Work to do = Reproduce the passage on Mark Rowley's appointment as commissioner of the Metropolitan Police in full, word for word.

Mark Rowley, as anticipated, has been named the new commissioner of the Metropolitan Police, and the one thing everyone agrees about is that he’s got a big, difficult job to do. The familiar list of chilling scandals that have seen Londoners’ already sliding confidence in the service plummet can be summarised by a list of names: Everard, Port, Bibaa and Nicole, Charing Cross, Daniel Morgan, Child Q and on and on and on.
Where to start? The Met is a very big organisation, with nearly 34,000 warranted officers and nearly 10,000 other staff organised into four “business groups”. It needs a very big sorting out. The form of “special measures” it was placed under last month – for the first time in its history – was prompted not only by the sickening episodes above but by quite astonishing failures to fulfil the most basic tasks.
A letter from Her Majesty’s Inspector of Constabulary detailing the reasons for this close monitoring of the Met also described a dismal inability to properly handle emergency and non-emergency calls, an estimated 69,000 crimes a year going unrecorded, a huge backlog of online child abuse referrals and a failure to correctly record the grounds for stop-and-search in roughly one in four cases.
Rowley, a former chief constable of Surrey police who went on to head the Met’s counter terrorism operations before leaving policing in 2018, is an advocate of greater reliance on data and technology. Perhaps one priority for him should be ensuring that officers and staff have at least a basic level of competence in using it. He’s also seen by close observers as likely to place more emphasis on transparency and openness – an area in which his predecessor, Cressida Dick, fell short.

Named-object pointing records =
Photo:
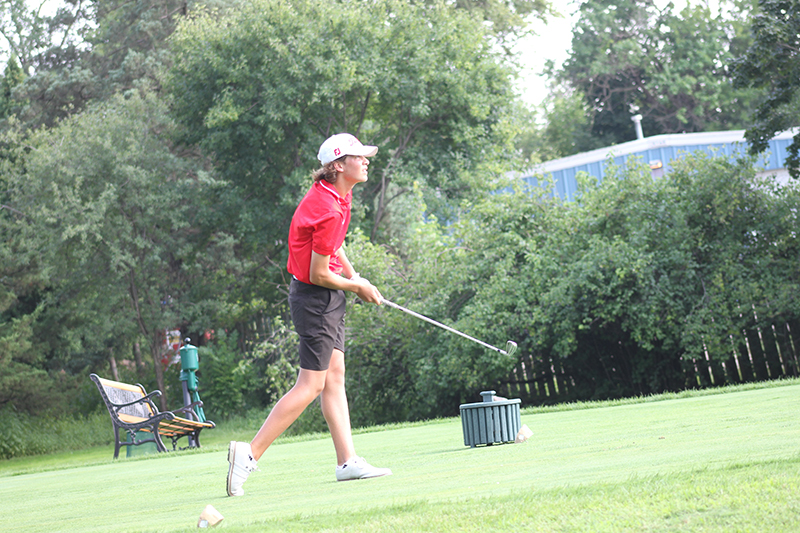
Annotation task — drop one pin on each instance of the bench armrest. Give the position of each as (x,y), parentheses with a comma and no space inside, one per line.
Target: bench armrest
(143,399)
(189,409)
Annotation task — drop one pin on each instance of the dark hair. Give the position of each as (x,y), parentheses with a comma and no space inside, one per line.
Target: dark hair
(327,172)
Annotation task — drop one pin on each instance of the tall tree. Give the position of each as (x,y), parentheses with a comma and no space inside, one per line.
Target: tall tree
(273,80)
(672,68)
(106,208)
(773,63)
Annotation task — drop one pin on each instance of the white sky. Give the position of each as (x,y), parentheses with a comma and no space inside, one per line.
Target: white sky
(554,41)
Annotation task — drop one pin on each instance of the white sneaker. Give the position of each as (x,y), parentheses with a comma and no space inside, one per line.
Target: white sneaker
(358,468)
(242,463)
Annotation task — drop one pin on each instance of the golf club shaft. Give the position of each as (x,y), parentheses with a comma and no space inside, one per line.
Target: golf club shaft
(448,328)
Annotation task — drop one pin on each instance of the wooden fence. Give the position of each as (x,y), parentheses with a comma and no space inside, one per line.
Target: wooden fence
(758,354)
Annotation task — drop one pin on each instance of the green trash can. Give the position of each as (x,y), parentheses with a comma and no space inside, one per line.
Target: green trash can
(492,421)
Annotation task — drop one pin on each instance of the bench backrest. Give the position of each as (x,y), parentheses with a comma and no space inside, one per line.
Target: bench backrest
(119,393)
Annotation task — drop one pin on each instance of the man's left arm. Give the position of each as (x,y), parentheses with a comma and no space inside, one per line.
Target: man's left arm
(347,268)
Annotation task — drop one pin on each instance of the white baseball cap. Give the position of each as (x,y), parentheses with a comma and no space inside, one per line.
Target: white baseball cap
(343,144)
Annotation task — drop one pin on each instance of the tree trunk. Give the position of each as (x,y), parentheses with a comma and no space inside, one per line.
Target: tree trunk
(137,356)
(112,362)
(156,348)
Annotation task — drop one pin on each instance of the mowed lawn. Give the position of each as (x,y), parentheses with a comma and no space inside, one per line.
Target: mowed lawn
(716,462)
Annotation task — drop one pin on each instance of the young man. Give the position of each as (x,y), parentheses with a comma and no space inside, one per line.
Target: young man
(321,273)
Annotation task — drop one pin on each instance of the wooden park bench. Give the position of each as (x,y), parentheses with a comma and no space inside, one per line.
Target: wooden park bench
(132,410)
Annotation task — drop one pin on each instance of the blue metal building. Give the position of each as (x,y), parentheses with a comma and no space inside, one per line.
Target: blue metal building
(658,151)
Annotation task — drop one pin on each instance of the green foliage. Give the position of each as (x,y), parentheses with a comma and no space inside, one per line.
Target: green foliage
(106,211)
(271,82)
(622,291)
(24,435)
(233,383)
(672,68)
(772,63)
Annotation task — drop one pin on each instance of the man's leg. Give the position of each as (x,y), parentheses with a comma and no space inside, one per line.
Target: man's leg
(308,386)
(335,409)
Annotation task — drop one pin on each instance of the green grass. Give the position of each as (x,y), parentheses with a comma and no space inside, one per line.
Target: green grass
(728,461)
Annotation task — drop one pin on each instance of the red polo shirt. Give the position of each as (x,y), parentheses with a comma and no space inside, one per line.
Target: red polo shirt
(319,224)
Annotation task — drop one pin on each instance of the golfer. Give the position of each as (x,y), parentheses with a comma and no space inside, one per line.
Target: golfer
(321,273)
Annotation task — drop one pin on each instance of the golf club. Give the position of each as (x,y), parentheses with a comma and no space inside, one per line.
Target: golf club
(511,346)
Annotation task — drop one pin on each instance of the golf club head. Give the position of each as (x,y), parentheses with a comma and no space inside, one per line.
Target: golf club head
(511,347)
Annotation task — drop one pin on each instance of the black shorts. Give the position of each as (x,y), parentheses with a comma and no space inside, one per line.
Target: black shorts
(318,318)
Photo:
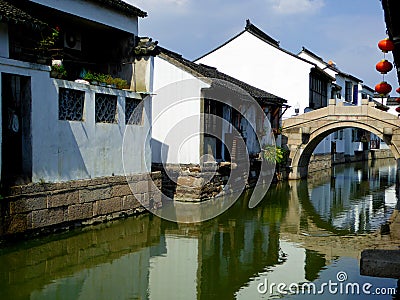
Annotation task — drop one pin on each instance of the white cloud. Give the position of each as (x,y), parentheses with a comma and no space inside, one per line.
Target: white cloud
(291,7)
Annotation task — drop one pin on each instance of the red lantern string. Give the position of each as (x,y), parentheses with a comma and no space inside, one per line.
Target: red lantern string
(384,66)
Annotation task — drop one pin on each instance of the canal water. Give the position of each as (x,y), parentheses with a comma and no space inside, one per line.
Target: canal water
(302,233)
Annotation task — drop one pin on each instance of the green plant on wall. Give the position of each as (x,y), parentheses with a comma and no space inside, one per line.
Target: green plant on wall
(47,42)
(274,154)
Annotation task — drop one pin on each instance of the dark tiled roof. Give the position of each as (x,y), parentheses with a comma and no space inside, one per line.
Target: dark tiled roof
(211,72)
(332,67)
(391,101)
(261,34)
(11,14)
(123,7)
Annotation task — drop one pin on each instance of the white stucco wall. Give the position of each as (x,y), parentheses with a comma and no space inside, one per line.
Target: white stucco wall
(176,108)
(4,46)
(262,65)
(93,12)
(68,150)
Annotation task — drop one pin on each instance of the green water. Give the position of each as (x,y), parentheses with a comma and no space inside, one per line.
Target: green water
(304,231)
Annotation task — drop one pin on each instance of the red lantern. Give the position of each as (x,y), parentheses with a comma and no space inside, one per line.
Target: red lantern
(383,88)
(384,66)
(386,45)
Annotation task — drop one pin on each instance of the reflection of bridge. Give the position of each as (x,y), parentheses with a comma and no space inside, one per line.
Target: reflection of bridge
(306,131)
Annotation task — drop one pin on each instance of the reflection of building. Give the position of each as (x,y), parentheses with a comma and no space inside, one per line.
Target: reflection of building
(355,200)
(108,262)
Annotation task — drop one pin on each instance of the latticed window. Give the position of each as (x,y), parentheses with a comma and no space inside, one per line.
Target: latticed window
(133,111)
(70,104)
(106,108)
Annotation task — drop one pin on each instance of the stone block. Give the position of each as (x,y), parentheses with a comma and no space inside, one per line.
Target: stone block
(17,223)
(108,206)
(130,202)
(380,263)
(140,187)
(121,190)
(189,181)
(64,198)
(28,204)
(47,217)
(92,194)
(80,211)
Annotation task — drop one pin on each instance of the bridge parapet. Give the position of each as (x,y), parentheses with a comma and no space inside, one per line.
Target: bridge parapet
(305,131)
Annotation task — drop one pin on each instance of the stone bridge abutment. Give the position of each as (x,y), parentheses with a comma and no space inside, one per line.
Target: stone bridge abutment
(304,132)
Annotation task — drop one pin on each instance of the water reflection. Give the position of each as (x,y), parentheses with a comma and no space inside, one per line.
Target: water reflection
(293,236)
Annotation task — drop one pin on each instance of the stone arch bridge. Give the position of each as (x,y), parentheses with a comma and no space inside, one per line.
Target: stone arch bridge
(306,131)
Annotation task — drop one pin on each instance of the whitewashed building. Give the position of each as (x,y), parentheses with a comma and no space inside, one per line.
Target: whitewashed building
(271,68)
(305,80)
(197,111)
(56,129)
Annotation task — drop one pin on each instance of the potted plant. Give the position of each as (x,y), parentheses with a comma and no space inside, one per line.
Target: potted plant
(45,45)
(58,71)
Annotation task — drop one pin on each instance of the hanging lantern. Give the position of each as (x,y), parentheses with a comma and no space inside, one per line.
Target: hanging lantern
(386,45)
(383,88)
(384,66)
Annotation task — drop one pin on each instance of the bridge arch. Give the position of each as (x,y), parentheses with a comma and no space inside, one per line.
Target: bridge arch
(306,131)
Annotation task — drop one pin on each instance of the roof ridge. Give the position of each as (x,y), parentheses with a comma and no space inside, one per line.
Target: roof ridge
(259,33)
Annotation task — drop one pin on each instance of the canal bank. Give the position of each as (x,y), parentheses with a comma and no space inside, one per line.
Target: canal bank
(46,207)
(303,231)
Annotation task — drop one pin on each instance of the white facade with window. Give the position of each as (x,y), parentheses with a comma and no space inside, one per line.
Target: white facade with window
(255,58)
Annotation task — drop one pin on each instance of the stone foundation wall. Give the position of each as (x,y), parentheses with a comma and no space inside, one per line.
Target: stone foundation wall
(324,161)
(42,205)
(319,162)
(380,154)
(192,183)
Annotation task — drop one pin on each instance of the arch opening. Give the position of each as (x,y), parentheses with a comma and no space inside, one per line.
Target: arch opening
(300,160)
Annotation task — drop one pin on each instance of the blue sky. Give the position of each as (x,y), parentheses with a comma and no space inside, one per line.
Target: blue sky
(345,31)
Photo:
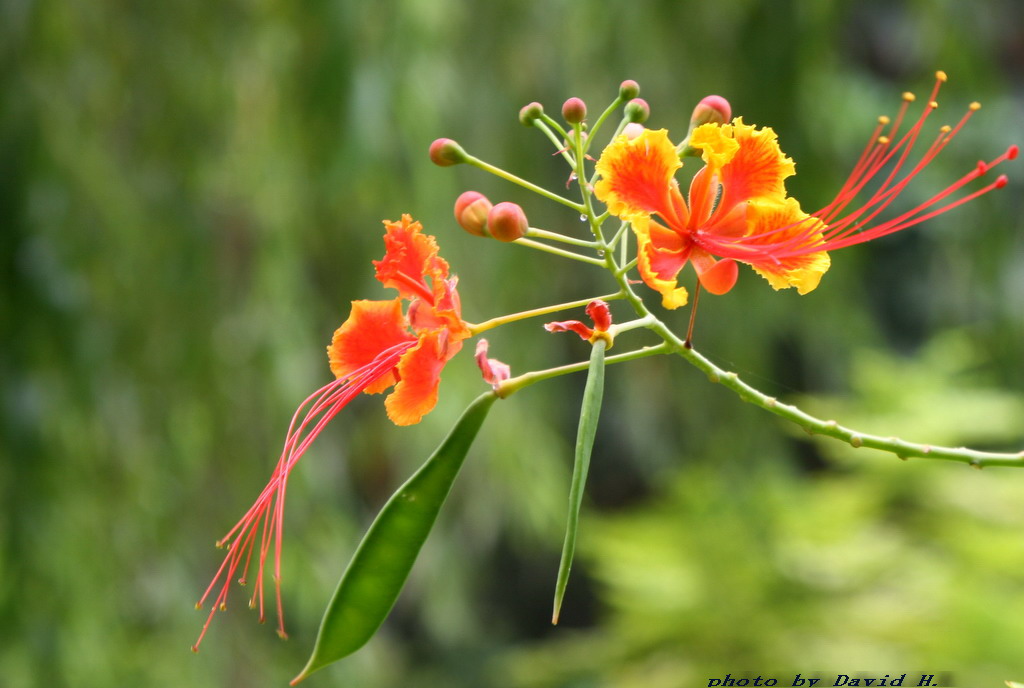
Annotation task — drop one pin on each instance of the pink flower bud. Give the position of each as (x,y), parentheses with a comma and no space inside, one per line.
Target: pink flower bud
(637,111)
(471,210)
(711,109)
(529,113)
(495,372)
(507,222)
(445,153)
(629,89)
(574,111)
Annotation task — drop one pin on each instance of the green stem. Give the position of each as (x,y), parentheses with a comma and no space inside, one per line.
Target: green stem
(555,237)
(548,120)
(546,310)
(597,125)
(499,172)
(559,252)
(559,145)
(830,428)
(513,385)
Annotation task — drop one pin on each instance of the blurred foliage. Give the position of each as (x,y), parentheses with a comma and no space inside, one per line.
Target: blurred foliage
(192,194)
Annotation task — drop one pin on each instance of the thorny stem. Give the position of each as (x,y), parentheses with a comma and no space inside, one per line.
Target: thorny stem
(558,252)
(671,343)
(546,310)
(555,237)
(513,385)
(810,424)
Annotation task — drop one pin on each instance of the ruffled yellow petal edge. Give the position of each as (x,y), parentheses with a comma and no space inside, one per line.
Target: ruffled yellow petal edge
(791,266)
(636,174)
(672,296)
(747,160)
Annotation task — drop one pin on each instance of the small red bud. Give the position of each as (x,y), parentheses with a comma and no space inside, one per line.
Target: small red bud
(471,210)
(445,153)
(507,222)
(711,109)
(599,312)
(637,111)
(529,113)
(574,111)
(629,89)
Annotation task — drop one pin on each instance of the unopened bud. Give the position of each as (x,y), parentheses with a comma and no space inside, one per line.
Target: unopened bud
(637,111)
(445,153)
(471,210)
(574,111)
(629,89)
(507,222)
(529,113)
(712,109)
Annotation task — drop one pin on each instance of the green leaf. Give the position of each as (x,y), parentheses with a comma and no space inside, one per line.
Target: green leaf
(589,413)
(371,585)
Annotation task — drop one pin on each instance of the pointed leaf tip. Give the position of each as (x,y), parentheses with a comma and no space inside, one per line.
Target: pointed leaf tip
(378,570)
(589,414)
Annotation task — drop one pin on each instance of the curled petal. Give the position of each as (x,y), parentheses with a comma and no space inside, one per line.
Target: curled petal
(419,376)
(570,326)
(757,170)
(637,175)
(662,254)
(717,276)
(410,257)
(783,238)
(716,143)
(599,312)
(372,327)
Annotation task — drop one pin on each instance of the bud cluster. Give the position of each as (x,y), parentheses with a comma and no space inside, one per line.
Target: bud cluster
(505,221)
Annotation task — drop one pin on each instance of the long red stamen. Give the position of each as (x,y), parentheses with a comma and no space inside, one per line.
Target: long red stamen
(265,518)
(853,227)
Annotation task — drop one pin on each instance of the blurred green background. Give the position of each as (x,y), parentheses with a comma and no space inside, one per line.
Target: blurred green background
(192,194)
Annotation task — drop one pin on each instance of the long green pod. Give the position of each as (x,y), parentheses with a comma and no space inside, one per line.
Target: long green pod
(378,570)
(589,413)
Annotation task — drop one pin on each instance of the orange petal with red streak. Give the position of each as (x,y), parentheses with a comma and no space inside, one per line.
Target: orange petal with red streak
(758,168)
(409,257)
(784,231)
(662,255)
(372,327)
(637,175)
(420,374)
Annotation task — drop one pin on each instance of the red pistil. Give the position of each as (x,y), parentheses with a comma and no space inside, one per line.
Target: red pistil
(265,518)
(878,155)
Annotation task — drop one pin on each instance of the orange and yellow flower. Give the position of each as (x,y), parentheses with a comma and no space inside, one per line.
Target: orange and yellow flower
(432,328)
(737,208)
(376,348)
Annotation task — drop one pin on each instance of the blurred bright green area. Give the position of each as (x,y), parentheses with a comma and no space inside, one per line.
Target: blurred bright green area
(192,194)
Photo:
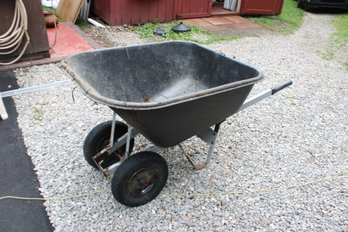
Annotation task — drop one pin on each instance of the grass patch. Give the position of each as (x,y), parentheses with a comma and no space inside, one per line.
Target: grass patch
(196,34)
(345,65)
(341,34)
(287,22)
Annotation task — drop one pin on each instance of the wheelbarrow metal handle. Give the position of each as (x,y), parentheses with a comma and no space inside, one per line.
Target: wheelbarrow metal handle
(281,86)
(263,95)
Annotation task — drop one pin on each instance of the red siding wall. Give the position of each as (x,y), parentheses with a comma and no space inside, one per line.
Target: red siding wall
(261,7)
(193,8)
(119,12)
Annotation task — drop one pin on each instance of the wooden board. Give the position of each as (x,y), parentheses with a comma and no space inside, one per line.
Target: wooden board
(68,10)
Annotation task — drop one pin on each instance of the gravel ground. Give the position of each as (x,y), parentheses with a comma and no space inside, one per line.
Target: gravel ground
(281,165)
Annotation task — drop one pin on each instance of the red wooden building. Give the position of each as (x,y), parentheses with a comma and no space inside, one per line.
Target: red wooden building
(120,12)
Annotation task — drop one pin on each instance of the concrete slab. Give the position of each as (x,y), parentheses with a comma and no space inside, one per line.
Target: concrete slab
(65,41)
(17,175)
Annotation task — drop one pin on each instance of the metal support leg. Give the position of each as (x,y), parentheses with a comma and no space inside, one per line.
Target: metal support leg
(112,136)
(129,135)
(212,145)
(3,112)
(209,136)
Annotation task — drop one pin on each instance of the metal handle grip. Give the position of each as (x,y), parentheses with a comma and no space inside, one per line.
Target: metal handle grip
(281,86)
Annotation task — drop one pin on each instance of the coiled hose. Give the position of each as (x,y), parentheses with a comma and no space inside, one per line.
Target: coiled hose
(11,40)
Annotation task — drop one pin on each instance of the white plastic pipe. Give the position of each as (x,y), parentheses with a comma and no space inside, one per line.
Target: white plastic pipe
(95,23)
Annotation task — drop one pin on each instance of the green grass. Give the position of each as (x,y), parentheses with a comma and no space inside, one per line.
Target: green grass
(341,34)
(204,37)
(287,22)
(345,65)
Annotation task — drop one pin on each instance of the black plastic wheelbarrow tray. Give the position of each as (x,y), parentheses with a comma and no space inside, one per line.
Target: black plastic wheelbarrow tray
(168,92)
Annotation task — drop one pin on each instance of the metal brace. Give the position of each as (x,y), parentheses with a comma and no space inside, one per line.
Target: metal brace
(3,112)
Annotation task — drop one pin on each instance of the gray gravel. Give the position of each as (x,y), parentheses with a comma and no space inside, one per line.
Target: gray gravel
(281,165)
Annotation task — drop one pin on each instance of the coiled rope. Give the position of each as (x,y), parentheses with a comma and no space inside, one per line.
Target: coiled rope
(11,40)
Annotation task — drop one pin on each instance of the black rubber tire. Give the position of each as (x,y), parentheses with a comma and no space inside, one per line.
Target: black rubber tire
(139,179)
(99,137)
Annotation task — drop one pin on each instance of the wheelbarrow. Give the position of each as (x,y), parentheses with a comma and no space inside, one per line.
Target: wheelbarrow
(167,92)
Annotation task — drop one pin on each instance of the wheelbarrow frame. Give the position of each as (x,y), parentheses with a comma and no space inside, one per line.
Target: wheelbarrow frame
(209,136)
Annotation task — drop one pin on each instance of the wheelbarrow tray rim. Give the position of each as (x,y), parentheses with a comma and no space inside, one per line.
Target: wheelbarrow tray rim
(113,103)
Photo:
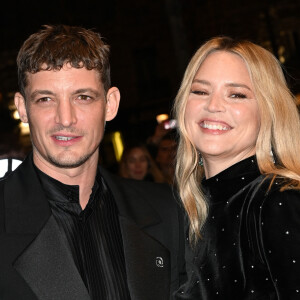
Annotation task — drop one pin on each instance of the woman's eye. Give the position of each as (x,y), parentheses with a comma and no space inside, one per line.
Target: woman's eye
(238,95)
(197,92)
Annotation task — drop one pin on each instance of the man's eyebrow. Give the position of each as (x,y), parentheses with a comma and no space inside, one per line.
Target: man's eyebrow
(41,92)
(86,90)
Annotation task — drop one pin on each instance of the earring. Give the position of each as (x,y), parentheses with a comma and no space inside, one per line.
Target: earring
(272,156)
(200,160)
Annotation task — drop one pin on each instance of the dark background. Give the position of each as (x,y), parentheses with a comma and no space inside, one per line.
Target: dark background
(151,44)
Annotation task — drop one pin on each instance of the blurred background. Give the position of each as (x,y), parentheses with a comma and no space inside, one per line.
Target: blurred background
(151,43)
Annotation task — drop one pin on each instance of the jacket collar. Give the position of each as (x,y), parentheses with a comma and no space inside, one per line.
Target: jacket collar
(27,209)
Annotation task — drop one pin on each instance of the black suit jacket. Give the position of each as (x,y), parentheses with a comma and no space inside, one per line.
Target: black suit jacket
(35,262)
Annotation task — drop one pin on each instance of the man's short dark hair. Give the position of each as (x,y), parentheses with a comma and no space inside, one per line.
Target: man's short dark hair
(56,45)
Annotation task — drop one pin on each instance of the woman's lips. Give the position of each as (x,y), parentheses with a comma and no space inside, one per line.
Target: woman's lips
(215,125)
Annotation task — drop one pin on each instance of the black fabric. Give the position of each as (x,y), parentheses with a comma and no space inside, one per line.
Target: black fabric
(228,262)
(93,236)
(36,267)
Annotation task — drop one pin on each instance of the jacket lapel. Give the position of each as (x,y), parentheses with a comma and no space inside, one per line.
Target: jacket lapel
(148,264)
(48,268)
(44,260)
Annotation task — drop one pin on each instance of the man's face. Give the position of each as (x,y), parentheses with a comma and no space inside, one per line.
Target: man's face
(66,111)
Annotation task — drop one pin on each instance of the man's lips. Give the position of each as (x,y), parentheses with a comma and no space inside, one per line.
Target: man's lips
(214,125)
(64,138)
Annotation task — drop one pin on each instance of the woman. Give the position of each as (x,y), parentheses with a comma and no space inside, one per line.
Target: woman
(238,174)
(137,163)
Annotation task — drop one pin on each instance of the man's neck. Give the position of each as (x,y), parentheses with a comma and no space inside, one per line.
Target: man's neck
(83,176)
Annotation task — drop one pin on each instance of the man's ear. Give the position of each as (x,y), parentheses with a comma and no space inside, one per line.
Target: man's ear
(21,107)
(112,103)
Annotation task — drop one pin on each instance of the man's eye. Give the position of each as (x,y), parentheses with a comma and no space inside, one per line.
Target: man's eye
(84,97)
(44,99)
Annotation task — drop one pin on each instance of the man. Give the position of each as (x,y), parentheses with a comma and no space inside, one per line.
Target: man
(68,229)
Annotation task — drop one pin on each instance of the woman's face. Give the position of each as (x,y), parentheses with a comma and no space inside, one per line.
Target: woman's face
(222,117)
(137,164)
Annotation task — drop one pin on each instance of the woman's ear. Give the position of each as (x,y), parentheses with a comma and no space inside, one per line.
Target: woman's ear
(21,107)
(112,103)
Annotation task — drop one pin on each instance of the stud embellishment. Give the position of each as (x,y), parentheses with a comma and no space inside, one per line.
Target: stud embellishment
(159,262)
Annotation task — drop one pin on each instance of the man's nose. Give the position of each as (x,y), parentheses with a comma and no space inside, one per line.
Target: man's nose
(66,113)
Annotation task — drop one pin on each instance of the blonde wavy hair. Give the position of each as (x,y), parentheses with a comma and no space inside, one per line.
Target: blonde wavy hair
(279,129)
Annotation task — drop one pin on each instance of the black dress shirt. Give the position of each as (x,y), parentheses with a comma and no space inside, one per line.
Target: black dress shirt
(93,236)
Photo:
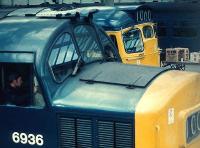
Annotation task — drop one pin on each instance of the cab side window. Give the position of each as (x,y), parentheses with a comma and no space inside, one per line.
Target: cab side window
(133,41)
(62,57)
(148,32)
(18,86)
(110,50)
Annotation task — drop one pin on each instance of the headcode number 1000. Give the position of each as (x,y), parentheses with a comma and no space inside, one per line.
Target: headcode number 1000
(24,138)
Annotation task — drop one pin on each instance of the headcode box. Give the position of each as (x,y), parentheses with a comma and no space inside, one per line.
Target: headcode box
(195,57)
(177,54)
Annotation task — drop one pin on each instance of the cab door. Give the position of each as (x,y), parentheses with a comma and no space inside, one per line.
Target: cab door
(26,125)
(133,47)
(151,51)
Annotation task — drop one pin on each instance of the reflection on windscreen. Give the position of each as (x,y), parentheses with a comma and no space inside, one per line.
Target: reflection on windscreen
(133,41)
(86,39)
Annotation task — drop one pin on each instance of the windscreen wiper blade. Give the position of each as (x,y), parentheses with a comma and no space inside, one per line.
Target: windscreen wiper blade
(77,66)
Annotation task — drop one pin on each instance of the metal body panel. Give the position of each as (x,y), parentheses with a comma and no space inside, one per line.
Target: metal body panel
(163,112)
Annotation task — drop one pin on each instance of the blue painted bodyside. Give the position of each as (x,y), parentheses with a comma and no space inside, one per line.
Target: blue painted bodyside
(72,100)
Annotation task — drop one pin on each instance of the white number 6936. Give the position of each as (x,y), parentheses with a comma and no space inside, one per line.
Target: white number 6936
(24,138)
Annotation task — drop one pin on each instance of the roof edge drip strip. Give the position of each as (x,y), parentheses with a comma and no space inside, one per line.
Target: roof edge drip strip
(19,57)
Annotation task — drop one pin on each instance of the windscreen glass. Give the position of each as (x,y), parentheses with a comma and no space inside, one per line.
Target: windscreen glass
(87,42)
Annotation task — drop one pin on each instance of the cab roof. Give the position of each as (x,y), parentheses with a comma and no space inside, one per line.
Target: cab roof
(117,18)
(18,33)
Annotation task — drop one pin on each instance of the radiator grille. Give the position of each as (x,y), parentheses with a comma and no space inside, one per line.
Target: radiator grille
(105,134)
(75,133)
(90,133)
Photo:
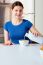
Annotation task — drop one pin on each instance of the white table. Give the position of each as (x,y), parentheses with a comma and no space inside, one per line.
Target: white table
(20,55)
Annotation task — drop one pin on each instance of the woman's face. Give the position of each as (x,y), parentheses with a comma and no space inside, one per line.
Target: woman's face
(17,12)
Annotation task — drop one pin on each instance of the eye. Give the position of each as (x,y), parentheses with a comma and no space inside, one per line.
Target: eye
(20,10)
(16,10)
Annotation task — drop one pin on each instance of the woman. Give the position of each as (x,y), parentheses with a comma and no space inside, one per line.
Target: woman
(16,29)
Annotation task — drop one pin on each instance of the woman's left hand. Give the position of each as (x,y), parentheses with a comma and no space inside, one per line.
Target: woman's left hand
(35,31)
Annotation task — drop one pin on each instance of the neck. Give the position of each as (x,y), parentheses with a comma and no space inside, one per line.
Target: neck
(16,20)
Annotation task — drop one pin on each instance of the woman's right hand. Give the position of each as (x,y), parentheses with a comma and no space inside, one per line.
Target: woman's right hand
(8,43)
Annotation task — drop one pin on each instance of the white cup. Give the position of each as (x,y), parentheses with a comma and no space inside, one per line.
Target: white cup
(24,42)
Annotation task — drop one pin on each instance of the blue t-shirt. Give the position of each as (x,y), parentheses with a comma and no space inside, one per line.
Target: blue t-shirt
(17,32)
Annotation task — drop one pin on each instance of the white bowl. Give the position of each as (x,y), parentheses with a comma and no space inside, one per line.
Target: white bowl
(24,42)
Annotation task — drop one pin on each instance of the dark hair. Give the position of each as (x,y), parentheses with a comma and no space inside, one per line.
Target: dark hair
(17,3)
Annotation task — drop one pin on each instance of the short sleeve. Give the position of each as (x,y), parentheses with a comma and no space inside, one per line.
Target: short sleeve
(5,26)
(28,24)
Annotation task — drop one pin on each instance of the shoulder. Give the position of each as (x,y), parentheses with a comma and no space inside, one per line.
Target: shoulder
(26,21)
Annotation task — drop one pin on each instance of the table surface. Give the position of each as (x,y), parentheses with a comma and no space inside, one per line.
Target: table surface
(20,55)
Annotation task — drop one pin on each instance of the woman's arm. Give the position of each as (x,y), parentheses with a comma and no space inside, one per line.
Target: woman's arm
(6,38)
(35,31)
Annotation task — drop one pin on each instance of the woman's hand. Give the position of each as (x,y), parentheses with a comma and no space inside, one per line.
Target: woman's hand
(8,43)
(35,31)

Written answer =
Mark Rowley, as anticipated, has been named the new commissioner of the Metropolitan Police, and the one thing everyone agrees about is that he’s got a big, difficult job to do. The familiar list of chilling scandals that have seen Londoners’ already sliding confidence in the service plummet can be summarised by a list of names: Everard, Port, Bibaa and Nicole, Charing Cross, Daniel Morgan, Child Q and on and on and on.
Where to start? The Met is a very big organisation, with nearly 34,000 warranted officers and nearly 10,000 other staff organised into four “business groups”. It needs a very big sorting out. The form of “special measures” it was placed under last month – for the first time in its history – was prompted not only by the sickening episodes above but by quite astonishing failures to fulfil the most basic tasks.
A letter from Her Majesty’s Inspector of Constabulary detailing the reasons for this close monitoring of the Met also described a dismal inability to properly handle emergency and non-emergency calls, an estimated 69,000 crimes a year going unrecorded, a huge backlog of online child abuse referrals and a failure to correctly record the grounds for stop-and-search in roughly one in four cases.
Rowley, a former chief constable of Surrey police who went on to head the Met’s counter terrorism operations before leaving policing in 2018, is an advocate of greater reliance on data and technology. Perhaps one priority for him should be ensuring that officers and staff have at least a basic level of competence in using it. He’s also seen by close observers as likely to place more emphasis on transparency and openness – an area in which his predecessor, Cressida Dick, fell short.